Exercise prompt:
Present the entries that follow as a Markdown table with the columns Row and Line, one numbered row for each line, skipping blank lines and leaving out the pictures.

Information shown:
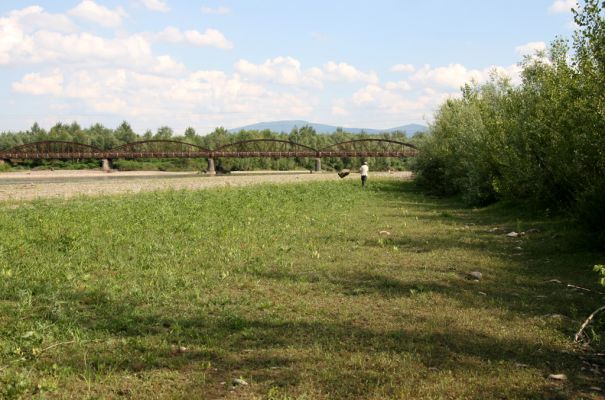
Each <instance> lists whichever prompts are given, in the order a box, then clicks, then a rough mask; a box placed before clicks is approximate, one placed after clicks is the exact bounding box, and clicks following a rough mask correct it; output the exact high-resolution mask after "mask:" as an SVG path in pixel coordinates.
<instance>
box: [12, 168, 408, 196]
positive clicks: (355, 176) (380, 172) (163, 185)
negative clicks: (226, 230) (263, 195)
mask: <svg viewBox="0 0 605 400" xmlns="http://www.w3.org/2000/svg"><path fill="white" fill-rule="evenodd" d="M380 176H381V177H391V178H395V179H409V178H410V176H411V174H410V173H409V172H392V173H389V172H377V173H374V174H372V175H371V176H370V180H371V179H372V177H380ZM358 178H359V175H358V174H353V175H350V176H348V177H346V178H344V179H358ZM325 180H340V178H339V177H338V175H337V174H336V173H335V172H322V173H313V174H311V173H304V172H298V171H296V172H291V171H289V172H276V171H257V172H250V173H242V172H240V173H232V174H228V175H217V176H207V175H204V174H199V173H195V172H158V171H124V172H118V171H114V172H110V173H106V172H103V171H99V170H84V171H69V170H61V171H24V172H6V173H2V174H0V201H6V200H31V199H37V198H69V197H74V196H80V195H84V196H98V195H107V194H117V193H139V192H146V191H155V190H165V189H175V190H182V189H189V190H199V189H206V188H212V187H224V186H245V185H254V184H259V183H290V182H307V181H325ZM370 182H371V181H370Z"/></svg>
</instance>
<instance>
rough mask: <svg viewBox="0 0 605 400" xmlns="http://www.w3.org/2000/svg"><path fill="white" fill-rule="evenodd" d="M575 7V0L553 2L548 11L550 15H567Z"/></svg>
mask: <svg viewBox="0 0 605 400" xmlns="http://www.w3.org/2000/svg"><path fill="white" fill-rule="evenodd" d="M576 7H577V3H576V0H555V2H554V3H552V4H551V5H550V7H549V8H548V11H550V12H551V13H568V12H571V9H572V8H576Z"/></svg>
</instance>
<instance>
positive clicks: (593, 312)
mask: <svg viewBox="0 0 605 400" xmlns="http://www.w3.org/2000/svg"><path fill="white" fill-rule="evenodd" d="M603 310H605V306H603V307H601V308H599V309H597V310H595V311H593V313H592V314H590V315H589V316H588V318H586V321H584V323H583V324H582V326H581V327H580V330H579V331H578V333H576V336H574V340H575V341H576V342H577V341H578V340H580V336H581V335H582V332H583V331H584V329H585V328H586V327H587V326H588V324H589V323H590V321H592V319H593V318H594V316H595V315H597V314H598V313H599V312H601V311H603Z"/></svg>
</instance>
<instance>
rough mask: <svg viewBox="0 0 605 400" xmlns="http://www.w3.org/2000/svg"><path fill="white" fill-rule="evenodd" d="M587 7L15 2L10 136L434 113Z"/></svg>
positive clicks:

Answer to this task:
| Row | Line |
|---|---|
| 1 | Each <instance> lists whichever prompts are given, in the order a box, then clicks, then a rough mask; a box placed before clicks is approximate, one placed after clicks is the exact bounding box, and clicks following a rough mask correct it; output the exact high-resolution mask after "mask:" as an SVG path in pixel coordinates. |
| 2 | <instance> |
| 3 | box: [12, 168, 408, 196] |
| 4 | positive clicks: (355, 176) (380, 172) (163, 185) |
| 5 | negative clicks: (226, 230) (263, 195) |
| 6 | mask: <svg viewBox="0 0 605 400" xmlns="http://www.w3.org/2000/svg"><path fill="white" fill-rule="evenodd" d="M380 176H381V177H391V178H395V179H409V178H410V176H411V174H410V173H409V172H392V173H389V172H377V173H374V174H372V175H371V176H370V180H371V179H372V177H380ZM358 178H359V175H358V174H353V175H350V176H348V177H346V178H344V179H358ZM325 180H340V178H339V177H338V175H337V174H336V173H335V172H322V173H313V174H311V173H304V172H298V171H296V172H291V171H289V172H276V171H257V172H250V173H242V172H240V173H232V174H228V175H217V176H207V175H204V174H199V173H195V172H158V171H124V172H118V171H114V172H110V173H106V172H103V171H99V170H84V171H69V170H61V171H24V172H6V173H2V174H0V201H6V200H31V199H37V198H69V197H74V196H80V195H84V196H98V195H107V194H117V193H139V192H146V191H155V190H165V189H175V190H182V189H189V190H199V189H206V188H212V187H224V186H245V185H254V184H259V183H290V182H307V181H325ZM370 182H371V181H370Z"/></svg> |
| 7 | </instance> |
| 8 | <instance> |
| 9 | rough mask: <svg viewBox="0 0 605 400" xmlns="http://www.w3.org/2000/svg"><path fill="white" fill-rule="evenodd" d="M575 7V0L553 2L548 11L550 15H567Z"/></svg> |
| 10 | mask: <svg viewBox="0 0 605 400" xmlns="http://www.w3.org/2000/svg"><path fill="white" fill-rule="evenodd" d="M576 7H577V3H576V0H555V2H554V3H552V4H551V5H550V7H549V8H548V11H550V12H551V13H568V12H571V9H572V8H576Z"/></svg> |
| 11 | </instance> |
| 12 | <instance> |
| 13 | positive clicks: (593, 312) |
| 14 | mask: <svg viewBox="0 0 605 400" xmlns="http://www.w3.org/2000/svg"><path fill="white" fill-rule="evenodd" d="M603 310H605V306H603V307H601V308H599V309H597V310H595V311H593V313H592V314H590V315H589V316H588V318H586V321H584V323H583V324H582V326H581V327H580V330H579V331H578V333H576V336H574V340H575V341H576V342H577V341H578V340H580V336H581V335H582V332H583V331H584V329H585V328H586V327H587V326H588V324H589V323H590V321H592V319H593V318H594V316H595V315H597V314H598V313H599V312H601V311H603Z"/></svg> |
| 15 | </instance> |
| 16 | <instance> |
| 17 | rough mask: <svg viewBox="0 0 605 400" xmlns="http://www.w3.org/2000/svg"><path fill="white" fill-rule="evenodd" d="M587 7L15 2L10 136L434 113Z"/></svg> |
| 18 | positive clicks: |